TASK A:
List the people named on the "Attn:" line of the letter below.

BEGIN SELECTION

DRSLTR 1 filename1.htm

Zhibao Technology Inc.

Floor 3, Building 6, Wuxing Road, Lane 727

Pudong New Area, Shanghai, 201204

People’s Republic of China

 

VIA EDGAR

 

August 11, 2023

 

U.S. Securities and Exchange Commission

Division of Corporation Finance

Office of Finance

100 F Street, NE

Washington, D.C. 20549

 

Attn: William Schroeder
  Amit Pande
  Madeleine Joy Mateo
  John Dana Brown

 

  Re: Zhibao Technology Inc.
    Amendment No. 2 to Draft Registration Statement on Form F-1
    Submitted July 14, 2023
    CIK No. 0001966750

 

Dear Mr. Schroeder,

 

Zhibao Technology Inc. (the “Company,” “Zhibao,” “we,” “our” or “us”) hereby transmits the Company’s responses to the comment letter received from the staff (the “Staff”) of the U.S. Securities and Exchange Commission (the “Commission”), dated July 26, 2023, regarding the Amendment No. 2 to Draft Registration Statement on Form F-1 (the “Form F-1”) submitted to the Commission on July 14, 2023.

 

For the Staff’s convenience, we have repeated below the Staff’s comments in bold, and have followed each comment with the Company’s response. In response to the Staff’s comments, the Company is submitting via Edgar Amendment No. 3 to Draft Registration Statement (the “Amendment No. 3”) with this response letter.

 

Amendment No. 2 to Draft Registration Statement on Form F-1 submitted July 14, 2023

Cash and cash equivalents and restricted cash, current and noncurrent, page 85

 

1.We note your disclosure on page 85 that restricted cash mainly represents the unremitted insurance premiums collected from certain insureds, which are held in custody until disbursed to insurance companies. We also note the balance significantly increased from RMB 2.3M and RMB 4M as of the years ended June 30, 2021 and 2022, respectively, to RMB 210M as of December 31, 2022. Please revise to explain the timing of remittances of collected insurance premiums and reasons for the significantly increased balance as of December 31, 2022, compared to prior periods.

 

Response: In response to the Staff’s comment, we have revised our disclosures under “Management’s Discussion and Analysis of Financial Condition and Results of Operations” on page 86 of Amendment No.3. We further respectfully advise the Staff that we generally remit the collected insurance premiums to insurance suppliers within three months after collection. As compared with the balance as of June 30, 2021 and 2022, the significant increase in the balance of restricted cash was primarily due to our agreements on new brokerage service arrangements with certain insurance suppliers in December 2022, and subsequent collection of insurance premium of RMB 200 million from end customers on behalf of such insurance suppliers. We thereafter remitted the insurance premium to the corresponding insurance suppliers and completed such remittance before April 2023. As a result, there is a significant increase in restricted cash as of December 31, 2022 as compared with that as of the fiscal years ended June 30, 2021 and 2022, respectively.

END SELECTION
BEGIN DATA TO PROCESS

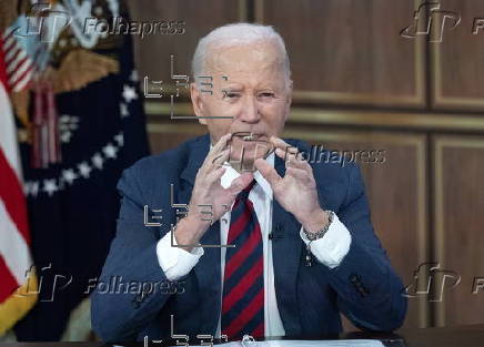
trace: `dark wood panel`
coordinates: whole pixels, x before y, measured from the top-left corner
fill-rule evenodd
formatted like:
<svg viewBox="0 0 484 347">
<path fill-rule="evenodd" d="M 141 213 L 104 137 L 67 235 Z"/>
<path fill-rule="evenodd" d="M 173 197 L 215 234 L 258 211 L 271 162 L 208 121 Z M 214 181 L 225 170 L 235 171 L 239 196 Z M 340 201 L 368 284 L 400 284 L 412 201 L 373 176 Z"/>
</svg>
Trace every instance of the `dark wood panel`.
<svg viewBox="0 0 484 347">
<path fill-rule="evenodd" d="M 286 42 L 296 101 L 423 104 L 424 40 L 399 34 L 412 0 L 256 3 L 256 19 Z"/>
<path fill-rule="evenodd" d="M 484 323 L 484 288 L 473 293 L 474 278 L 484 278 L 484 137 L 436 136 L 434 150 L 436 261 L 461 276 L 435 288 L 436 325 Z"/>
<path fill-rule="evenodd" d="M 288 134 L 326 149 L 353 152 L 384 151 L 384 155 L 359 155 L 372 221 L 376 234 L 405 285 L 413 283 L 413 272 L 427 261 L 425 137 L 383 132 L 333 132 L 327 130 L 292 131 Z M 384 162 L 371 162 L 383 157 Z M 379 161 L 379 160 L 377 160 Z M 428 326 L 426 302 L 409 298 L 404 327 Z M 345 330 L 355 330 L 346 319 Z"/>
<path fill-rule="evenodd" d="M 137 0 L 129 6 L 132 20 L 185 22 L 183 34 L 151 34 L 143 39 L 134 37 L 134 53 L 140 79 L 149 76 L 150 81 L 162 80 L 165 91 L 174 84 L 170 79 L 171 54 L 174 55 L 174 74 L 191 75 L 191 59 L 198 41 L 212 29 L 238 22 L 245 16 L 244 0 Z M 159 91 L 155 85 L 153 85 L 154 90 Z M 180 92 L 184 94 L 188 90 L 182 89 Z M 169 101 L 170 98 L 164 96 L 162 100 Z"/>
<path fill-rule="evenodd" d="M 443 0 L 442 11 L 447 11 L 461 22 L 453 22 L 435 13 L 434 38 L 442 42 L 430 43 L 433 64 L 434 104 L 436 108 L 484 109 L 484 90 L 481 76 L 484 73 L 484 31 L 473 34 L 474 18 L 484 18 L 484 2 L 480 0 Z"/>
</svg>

END DATA TO PROCESS
BEGIN DATA TO PROCESS

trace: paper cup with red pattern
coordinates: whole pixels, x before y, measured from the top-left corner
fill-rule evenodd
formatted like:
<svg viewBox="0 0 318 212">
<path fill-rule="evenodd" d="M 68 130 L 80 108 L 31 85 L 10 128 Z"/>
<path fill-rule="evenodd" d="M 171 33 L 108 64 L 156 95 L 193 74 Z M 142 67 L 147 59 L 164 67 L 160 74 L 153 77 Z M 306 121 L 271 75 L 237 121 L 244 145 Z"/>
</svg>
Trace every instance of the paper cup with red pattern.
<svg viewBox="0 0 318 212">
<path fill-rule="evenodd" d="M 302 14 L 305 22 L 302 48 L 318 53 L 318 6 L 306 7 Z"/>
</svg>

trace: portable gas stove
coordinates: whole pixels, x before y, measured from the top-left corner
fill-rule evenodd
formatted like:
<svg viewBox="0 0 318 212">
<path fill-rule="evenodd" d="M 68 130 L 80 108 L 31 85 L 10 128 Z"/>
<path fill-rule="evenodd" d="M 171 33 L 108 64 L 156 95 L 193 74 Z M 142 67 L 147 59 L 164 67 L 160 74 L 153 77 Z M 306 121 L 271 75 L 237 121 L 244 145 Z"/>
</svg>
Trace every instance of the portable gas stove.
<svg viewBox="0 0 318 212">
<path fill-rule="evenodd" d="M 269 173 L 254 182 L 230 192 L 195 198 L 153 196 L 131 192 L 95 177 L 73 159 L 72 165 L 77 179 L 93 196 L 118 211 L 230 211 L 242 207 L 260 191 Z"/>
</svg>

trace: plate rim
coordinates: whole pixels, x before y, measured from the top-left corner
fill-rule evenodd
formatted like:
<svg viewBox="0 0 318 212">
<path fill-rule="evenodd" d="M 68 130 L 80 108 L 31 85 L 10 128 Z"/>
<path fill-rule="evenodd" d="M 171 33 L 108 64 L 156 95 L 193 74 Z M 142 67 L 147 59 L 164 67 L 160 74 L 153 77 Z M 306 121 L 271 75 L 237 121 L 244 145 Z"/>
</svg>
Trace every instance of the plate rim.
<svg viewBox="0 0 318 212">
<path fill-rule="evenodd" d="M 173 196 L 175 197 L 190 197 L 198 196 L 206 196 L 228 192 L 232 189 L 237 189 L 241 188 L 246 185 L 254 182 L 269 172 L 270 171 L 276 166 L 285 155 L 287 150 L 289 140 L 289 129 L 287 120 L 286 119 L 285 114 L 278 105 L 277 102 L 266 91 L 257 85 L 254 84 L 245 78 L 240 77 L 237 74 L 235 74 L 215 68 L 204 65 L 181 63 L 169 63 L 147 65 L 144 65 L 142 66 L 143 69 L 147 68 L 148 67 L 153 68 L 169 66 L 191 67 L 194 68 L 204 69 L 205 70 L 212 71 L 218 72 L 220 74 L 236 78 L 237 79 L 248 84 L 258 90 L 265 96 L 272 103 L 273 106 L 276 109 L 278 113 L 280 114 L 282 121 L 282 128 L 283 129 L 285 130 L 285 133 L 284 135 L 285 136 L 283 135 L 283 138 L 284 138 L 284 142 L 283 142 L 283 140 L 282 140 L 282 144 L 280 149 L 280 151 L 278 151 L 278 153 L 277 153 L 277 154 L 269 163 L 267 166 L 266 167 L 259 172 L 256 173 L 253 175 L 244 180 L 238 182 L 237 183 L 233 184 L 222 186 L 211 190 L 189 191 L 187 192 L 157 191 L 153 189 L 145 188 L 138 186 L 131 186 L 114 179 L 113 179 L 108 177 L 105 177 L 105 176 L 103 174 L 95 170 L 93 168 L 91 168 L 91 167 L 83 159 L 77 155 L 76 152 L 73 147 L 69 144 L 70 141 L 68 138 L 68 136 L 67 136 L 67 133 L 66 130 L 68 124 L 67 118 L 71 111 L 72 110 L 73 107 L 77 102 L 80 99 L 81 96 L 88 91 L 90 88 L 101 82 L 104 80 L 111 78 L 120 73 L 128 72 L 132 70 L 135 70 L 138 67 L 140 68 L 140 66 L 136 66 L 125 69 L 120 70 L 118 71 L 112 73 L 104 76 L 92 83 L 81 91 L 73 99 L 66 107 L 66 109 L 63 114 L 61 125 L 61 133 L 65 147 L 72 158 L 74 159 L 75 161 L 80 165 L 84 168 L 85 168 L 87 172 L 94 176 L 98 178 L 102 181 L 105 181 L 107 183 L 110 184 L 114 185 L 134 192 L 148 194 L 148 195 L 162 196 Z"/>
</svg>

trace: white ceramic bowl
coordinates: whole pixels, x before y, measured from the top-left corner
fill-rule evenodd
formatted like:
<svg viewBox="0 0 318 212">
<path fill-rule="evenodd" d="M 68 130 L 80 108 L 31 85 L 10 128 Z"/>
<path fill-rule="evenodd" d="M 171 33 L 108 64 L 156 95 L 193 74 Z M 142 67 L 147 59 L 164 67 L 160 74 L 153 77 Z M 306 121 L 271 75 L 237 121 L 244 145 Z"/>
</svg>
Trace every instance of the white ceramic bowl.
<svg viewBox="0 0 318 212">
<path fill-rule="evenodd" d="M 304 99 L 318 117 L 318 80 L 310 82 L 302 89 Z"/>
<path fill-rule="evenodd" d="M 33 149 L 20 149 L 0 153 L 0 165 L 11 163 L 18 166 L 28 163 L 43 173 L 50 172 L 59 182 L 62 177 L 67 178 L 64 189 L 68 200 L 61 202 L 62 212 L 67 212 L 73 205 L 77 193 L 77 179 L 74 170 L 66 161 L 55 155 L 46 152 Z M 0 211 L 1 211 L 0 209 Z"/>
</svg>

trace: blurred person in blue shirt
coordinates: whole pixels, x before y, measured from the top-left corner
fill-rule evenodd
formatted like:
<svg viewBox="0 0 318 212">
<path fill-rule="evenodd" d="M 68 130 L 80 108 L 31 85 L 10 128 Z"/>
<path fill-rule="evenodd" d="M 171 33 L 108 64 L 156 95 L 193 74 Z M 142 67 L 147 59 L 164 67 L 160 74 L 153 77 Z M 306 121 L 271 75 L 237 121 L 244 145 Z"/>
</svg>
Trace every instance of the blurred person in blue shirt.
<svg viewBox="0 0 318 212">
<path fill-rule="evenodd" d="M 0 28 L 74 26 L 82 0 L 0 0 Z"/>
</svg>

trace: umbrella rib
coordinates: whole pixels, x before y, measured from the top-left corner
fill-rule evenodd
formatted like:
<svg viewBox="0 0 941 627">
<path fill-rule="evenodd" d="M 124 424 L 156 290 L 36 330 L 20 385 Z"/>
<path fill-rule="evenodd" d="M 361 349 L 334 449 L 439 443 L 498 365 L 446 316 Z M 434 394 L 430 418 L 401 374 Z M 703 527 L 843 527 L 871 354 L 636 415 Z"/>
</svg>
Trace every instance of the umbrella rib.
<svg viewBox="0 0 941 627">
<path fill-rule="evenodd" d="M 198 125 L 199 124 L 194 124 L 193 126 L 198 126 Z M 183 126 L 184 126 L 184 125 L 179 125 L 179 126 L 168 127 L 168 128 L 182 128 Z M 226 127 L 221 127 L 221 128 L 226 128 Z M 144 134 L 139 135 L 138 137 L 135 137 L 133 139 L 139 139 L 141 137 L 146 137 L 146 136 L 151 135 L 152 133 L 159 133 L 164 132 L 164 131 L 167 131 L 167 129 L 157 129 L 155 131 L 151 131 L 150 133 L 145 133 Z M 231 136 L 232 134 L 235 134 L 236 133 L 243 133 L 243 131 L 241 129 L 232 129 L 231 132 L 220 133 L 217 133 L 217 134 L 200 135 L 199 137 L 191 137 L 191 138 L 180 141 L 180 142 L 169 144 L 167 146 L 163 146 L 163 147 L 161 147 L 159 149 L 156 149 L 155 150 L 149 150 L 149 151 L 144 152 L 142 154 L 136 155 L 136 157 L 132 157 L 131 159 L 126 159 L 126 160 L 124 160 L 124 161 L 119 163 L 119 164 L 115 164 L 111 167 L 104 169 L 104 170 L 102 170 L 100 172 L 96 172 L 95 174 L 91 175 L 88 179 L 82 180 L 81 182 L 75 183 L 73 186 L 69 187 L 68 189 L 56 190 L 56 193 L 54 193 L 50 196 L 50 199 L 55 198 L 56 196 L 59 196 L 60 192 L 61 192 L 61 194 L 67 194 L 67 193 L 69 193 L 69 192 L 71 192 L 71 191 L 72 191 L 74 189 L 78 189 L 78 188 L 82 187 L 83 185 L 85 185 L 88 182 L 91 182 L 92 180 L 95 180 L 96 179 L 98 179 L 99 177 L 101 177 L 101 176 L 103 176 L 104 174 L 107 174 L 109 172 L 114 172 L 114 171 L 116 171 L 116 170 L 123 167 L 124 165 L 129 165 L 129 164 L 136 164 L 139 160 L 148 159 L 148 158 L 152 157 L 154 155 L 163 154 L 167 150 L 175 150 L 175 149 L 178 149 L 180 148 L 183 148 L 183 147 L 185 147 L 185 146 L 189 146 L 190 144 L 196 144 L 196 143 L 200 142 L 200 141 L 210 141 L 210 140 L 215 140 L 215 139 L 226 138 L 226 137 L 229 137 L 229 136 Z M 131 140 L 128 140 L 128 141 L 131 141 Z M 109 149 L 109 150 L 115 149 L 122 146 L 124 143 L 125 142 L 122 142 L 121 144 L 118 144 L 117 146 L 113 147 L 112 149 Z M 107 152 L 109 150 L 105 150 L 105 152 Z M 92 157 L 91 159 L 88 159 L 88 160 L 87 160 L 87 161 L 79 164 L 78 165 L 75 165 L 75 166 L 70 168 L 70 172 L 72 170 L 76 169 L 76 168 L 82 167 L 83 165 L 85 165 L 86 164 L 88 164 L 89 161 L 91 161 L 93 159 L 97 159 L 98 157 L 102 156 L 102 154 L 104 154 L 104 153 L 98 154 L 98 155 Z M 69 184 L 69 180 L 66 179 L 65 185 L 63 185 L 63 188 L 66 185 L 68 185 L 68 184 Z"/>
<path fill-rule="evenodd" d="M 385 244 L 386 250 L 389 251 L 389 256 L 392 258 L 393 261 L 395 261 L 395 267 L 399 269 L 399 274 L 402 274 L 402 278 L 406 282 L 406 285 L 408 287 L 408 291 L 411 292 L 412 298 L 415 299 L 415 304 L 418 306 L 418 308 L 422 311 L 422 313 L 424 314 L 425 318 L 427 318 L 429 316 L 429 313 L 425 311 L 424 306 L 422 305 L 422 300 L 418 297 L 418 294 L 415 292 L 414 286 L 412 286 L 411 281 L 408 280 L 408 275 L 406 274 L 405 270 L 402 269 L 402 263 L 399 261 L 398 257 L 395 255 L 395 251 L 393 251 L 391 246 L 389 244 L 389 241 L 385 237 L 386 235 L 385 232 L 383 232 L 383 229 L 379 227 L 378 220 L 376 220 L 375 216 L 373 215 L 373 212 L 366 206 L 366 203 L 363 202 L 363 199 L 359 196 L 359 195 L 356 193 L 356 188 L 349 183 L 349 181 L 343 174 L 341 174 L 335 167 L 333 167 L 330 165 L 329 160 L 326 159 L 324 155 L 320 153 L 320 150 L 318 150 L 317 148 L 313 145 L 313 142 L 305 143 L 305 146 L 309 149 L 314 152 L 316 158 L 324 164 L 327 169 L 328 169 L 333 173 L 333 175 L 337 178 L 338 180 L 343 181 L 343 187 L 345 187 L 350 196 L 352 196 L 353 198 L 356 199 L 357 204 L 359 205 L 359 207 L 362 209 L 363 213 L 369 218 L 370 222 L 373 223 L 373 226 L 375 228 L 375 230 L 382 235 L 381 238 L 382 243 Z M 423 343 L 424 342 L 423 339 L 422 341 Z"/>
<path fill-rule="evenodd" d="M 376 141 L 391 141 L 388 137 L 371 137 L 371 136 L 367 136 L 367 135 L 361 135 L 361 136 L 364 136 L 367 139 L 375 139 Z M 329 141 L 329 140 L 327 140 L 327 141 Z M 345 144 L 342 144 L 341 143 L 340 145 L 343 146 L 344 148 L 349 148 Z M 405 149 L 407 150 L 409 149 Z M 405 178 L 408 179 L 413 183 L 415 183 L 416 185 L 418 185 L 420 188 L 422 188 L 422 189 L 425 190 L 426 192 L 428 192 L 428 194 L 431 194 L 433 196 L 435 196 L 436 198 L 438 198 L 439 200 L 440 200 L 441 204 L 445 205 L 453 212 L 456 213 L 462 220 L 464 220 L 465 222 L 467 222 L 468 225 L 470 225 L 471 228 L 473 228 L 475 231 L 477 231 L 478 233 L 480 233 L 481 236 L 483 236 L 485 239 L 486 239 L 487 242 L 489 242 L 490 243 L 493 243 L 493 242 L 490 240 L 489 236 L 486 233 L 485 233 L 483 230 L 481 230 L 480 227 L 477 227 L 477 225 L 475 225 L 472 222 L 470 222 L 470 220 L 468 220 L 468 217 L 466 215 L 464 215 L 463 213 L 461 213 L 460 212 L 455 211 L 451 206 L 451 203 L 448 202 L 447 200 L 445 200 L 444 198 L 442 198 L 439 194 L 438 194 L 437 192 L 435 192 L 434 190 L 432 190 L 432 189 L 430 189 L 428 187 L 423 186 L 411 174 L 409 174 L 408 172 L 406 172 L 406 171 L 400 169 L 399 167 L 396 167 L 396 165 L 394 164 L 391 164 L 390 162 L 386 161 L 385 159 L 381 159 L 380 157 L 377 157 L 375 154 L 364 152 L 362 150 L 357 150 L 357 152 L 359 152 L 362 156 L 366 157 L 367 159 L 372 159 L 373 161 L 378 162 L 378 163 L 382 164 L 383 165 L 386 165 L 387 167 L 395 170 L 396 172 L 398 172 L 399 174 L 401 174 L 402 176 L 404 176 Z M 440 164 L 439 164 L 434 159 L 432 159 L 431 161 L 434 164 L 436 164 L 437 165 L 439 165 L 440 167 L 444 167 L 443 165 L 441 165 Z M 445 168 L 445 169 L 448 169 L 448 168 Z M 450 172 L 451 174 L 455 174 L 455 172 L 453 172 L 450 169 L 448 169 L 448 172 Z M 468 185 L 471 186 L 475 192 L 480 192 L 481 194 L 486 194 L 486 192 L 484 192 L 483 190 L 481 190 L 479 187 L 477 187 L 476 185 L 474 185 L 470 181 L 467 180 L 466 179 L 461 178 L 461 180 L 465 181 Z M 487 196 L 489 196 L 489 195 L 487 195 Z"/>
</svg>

END DATA TO PROCESS

TASK B:
How many lines of the records above contain the string "bowl"? Case counts. Give only the number.

FINISHED ANSWER A:
William Schroeder
Amit Pande
Madeleine Joy Mateo
John Dana Brown

FINISHED ANSWER B:
2